DATA PROVIDED START

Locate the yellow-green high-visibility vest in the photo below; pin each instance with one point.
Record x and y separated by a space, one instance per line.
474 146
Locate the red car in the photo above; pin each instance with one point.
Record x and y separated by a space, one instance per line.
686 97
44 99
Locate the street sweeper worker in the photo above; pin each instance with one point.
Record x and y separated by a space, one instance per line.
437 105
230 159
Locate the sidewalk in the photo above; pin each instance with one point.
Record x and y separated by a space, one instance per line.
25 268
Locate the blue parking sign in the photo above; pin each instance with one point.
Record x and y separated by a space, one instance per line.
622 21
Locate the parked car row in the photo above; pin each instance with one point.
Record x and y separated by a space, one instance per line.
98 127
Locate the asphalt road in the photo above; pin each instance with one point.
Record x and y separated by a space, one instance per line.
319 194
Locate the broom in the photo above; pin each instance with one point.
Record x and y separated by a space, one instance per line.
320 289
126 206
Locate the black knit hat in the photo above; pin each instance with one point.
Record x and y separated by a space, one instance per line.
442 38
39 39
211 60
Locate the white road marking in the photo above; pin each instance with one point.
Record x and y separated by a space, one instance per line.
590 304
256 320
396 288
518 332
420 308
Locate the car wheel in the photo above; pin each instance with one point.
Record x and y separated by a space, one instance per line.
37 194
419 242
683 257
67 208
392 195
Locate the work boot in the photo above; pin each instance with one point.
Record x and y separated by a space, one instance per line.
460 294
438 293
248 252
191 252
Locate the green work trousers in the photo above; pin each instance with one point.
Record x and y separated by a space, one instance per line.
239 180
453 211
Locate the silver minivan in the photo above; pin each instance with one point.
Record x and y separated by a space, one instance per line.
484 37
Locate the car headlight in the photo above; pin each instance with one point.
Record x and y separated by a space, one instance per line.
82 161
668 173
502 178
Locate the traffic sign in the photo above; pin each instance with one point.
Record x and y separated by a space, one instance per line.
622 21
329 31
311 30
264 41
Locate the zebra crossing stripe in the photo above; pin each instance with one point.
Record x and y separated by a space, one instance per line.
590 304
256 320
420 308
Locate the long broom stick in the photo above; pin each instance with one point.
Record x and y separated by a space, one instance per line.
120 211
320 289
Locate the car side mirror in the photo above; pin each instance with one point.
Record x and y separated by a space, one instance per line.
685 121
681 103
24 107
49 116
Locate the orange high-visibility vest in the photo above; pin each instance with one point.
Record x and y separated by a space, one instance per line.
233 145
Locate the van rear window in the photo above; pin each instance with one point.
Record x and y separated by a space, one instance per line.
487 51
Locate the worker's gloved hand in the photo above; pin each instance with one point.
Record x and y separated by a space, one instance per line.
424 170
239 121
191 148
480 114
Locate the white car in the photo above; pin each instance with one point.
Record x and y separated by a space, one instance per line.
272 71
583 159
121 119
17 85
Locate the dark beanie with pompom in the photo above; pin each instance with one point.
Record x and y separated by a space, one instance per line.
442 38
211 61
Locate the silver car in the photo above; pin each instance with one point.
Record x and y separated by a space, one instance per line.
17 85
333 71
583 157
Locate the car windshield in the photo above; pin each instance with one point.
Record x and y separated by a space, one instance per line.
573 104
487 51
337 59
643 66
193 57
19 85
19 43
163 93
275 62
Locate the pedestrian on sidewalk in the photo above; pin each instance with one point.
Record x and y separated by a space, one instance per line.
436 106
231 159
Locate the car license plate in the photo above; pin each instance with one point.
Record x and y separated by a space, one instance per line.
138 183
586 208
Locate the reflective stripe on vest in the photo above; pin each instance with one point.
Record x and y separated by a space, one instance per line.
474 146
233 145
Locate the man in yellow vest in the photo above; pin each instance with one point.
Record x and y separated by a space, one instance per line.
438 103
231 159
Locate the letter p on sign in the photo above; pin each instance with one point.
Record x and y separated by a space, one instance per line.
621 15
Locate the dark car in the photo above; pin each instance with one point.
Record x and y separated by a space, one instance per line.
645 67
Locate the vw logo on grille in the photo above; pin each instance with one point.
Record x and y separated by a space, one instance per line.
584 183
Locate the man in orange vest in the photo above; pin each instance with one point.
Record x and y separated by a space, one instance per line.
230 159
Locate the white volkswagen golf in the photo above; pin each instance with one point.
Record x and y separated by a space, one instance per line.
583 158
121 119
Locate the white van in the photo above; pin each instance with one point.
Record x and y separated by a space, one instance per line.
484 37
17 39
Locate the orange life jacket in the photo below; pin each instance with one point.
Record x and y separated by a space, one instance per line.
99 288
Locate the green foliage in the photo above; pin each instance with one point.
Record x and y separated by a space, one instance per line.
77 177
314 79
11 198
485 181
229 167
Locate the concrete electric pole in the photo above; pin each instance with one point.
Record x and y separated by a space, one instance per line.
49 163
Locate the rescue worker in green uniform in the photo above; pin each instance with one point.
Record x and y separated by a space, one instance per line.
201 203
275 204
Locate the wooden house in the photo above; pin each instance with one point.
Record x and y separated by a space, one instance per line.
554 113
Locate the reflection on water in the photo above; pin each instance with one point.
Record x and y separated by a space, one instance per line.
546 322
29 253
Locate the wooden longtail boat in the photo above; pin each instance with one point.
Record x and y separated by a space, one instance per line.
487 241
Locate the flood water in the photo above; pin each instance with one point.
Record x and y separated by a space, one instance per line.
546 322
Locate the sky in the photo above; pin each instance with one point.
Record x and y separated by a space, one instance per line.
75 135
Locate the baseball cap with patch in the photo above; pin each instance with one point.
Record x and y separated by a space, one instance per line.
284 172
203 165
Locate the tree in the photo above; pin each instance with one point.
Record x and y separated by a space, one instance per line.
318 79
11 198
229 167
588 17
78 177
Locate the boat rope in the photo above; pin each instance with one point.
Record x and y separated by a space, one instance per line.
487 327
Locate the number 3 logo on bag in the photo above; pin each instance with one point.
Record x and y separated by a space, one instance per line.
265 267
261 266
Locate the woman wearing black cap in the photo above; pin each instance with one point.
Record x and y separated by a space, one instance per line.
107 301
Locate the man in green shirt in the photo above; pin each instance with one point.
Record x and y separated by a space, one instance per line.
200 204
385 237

DATA PROVIDED END

Copy out all the entries shown above, character for character.

WRITTEN RESPONSE ::
Locate the yellow-green high-visibility vest in the photo below; pin each instance with one point.
Record x and y separated by a space, one instance per line.
474 146
Locate the red car in the photo above; pin each instance with one point.
Record x and y separated by a space, one instance per line.
686 97
44 99
Locate the street sweeper worker in the photo above; pin each instance with one point.
Record x and y separated by a space, one instance per line.
437 105
230 159
Locate the sidewalk in the photo above; pin each instance with one point.
Record x and y separated by a space, one instance per line.
25 268
Locate the blue parking sign in the photo above; pin each instance with one point.
Record x and y separated by a space, one instance per line.
622 21
Locate the parked car row in the photo above; pin each instance with one point.
Record x and y separated by a space, one instance per line.
98 127
Locate the asphalt road in the photo above; pin each instance with one point.
Record x and y separated by a space, one instance per line.
319 194
Locate the broom in the photo above; pin each instance with one point.
Record x and y separated by a space, one instance per line.
320 289
126 206
Locate the black knit hat in the photo above; pin each instance with one point.
Record x and y separated by a space, one instance per line.
442 38
39 39
211 60
Locate the white road marking in the photo above; pin each instance with one point.
Record x and y separated by a space, one instance per line.
590 304
256 320
396 288
518 332
420 308
Locate the car wheel in the photo above; pin each instance with one point.
Record x and y separated by a space, one instance per line.
37 194
419 242
683 257
67 208
392 195
Locate the work boot in the photo above; pin each instance with one point.
Record x and y separated by a space, one instance per line.
460 294
438 293
248 252
191 252
Locate the green work trousers in the photo above; pin each instance with one point.
Record x and y separated by a space, one instance per line.
239 180
453 211
Locate the silver minivan in the photo above; pin each instance with one point.
Record x and y separated by a space, one instance per line.
484 37
Locate the car headlight in the photo above; pin each instance with one point.
Record x and y separated by a space, one instance per line.
82 161
668 173
502 178
Locate the traffic sign in the photo above; pin each instance with one point.
Record x and y separated by a space, one instance per line.
622 21
329 31
311 30
264 41
Locate the zebra crossing stripe in the photo above; pin each instance with one point.
Record x and y separated by a space, one instance per line.
590 304
256 320
420 308
Locate the long broom stick in the photo above; pin each instance with one point.
Record x and y separated by a space, one instance per line.
120 211
320 289
Locate the car side mirror in the photo above; pin each instance with one point.
Record x and y separated by a space, one instance per line.
685 121
681 103
24 107
49 116
Locate the orange high-visibility vest in the photo above; pin each instance with one point.
Record x and y separated by a space, one instance per line.
233 145
Locate the van rear window in the photo above; pin each instance with one point.
Record x and y separated by a space, one instance per line.
487 51
Locate the worker's gloved hand in the photo above; pin each instance with one point.
Record x and y separated by a space, one instance per line.
424 170
239 121
191 148
480 114
Locate the white car in the photo above; pin each instance with one point.
Record x and y separated by a space, one instance per line.
272 71
583 159
121 119
17 85
Locate the dark beanie with pompom in the photo above; pin each instance with one point.
Record x and y separated by a space, one instance per line.
442 38
211 61
Locate the silver car in the photo above; pin each instance with one point.
Record x and y separated by a space, one instance per line.
17 85
333 71
583 157
Locate the car windshield in the photo above; pin each instance with one point.
Record x and y separated by a space, one instance per line.
573 104
487 51
337 59
643 66
193 57
19 85
19 43
163 93
275 62
Locate the pedestrian on sidewalk in the photo above; pin each instance with one point.
Record x and y separated by a space, one instance per line.
436 106
231 159
Locate the car license plate in the photo above; pin each instance with one point.
Record x and y separated by a space, one instance per line.
138 183
586 208
Locate the reflective stripe on vest in the photo above; pin each instance with one point.
Record x and y separated by a space, one instance per line.
474 146
233 145
Locate the man in yellow vest in the photo above; pin each instance with one point.
Record x and y separated by a space, one instance per line.
438 103
231 159
Locate the letter p on sign in the photo above; pin each instance with one point.
Record x and y separated by a space, one instance per line.
621 15
Locate the dark car in the photo above; pin each instance with one point.
Record x and y separated by a space, one instance per line.
645 67
Locate the vw logo on grille in the photo above; pin each instance with one point.
Record x and y separated by a space, one instance per line.
584 183
Locate the man in orange vest in the photo above; pin each instance with one point.
Record x and y separated by a space, one instance per line.
230 159
Locate the white volkswagen golf in the photo above; pin each instance with one point.
Record x and y separated by a space, one instance per line.
583 158
121 119
Locate the white van in the photo above; pin each instance with one point.
Record x and y separated by a space, one instance per line.
484 37
17 39
Locate the orange life jacket in the photo below; pin each instance with one point.
Record x and y separated by a space, one instance per line.
99 288
Locate the green foliage in the photo above; pin each instance with one point.
Record x and y separated by a space, one instance per line.
77 177
314 79
11 198
485 181
229 167
Locate the concrete electric pole in the photo above; pin each instance with one point.
Record x and y separated by a space, one instance per line.
49 163
Locate the rescue worker in green uniform in the photo above; pin each instance with one point.
Record x and y separated by a space, one instance per line.
201 203
275 204
Locate the wooden house in the photo above; pin each instance with one point.
Record x and y separated by a space, one instance per line.
554 113
Locate the reflection on water in the photo above; pin each instance with one point.
Record x and y separated by a space, one instance per line.
546 322
29 253
Locate the wooden longtail boat in the photo above; pin each instance with one point.
Record x and y separated by a space, one instance per line.
487 241
Locate the flood water in the photo above; pin each instance with one point.
Record x and y separated by a space, one instance per line.
546 322
Locate the sky in the photo above; pin each instance with one point.
Record x and y separated by a space, one instance per line.
75 135
Locate the baseball cap with patch in the photo above; pin each instance with one point.
Record x and y separated by a space, one instance per line.
284 172
203 165
Locate the tree in the photo above; pin each instance with one point.
Record x and y separated by a space, one instance per line.
318 79
11 198
229 167
588 17
78 177
Locate the boat rope in the photo above; pin each instance with one point.
Record x and y separated by a space, one instance per line.
487 327
Locate the number 3 logo on bag in the photo above; pin each instance with one point.
Record x and y separated by a space, one instance per line.
265 267
261 266
Locate the woman wearing black cap in the photo above; pin each instance with one point.
Record x and y separated by a space, one instance per line.
107 301
Locate the man in green shirt in the photo above; pin each instance with one point.
Record x and y separated by a space, one instance per line.
200 204
385 237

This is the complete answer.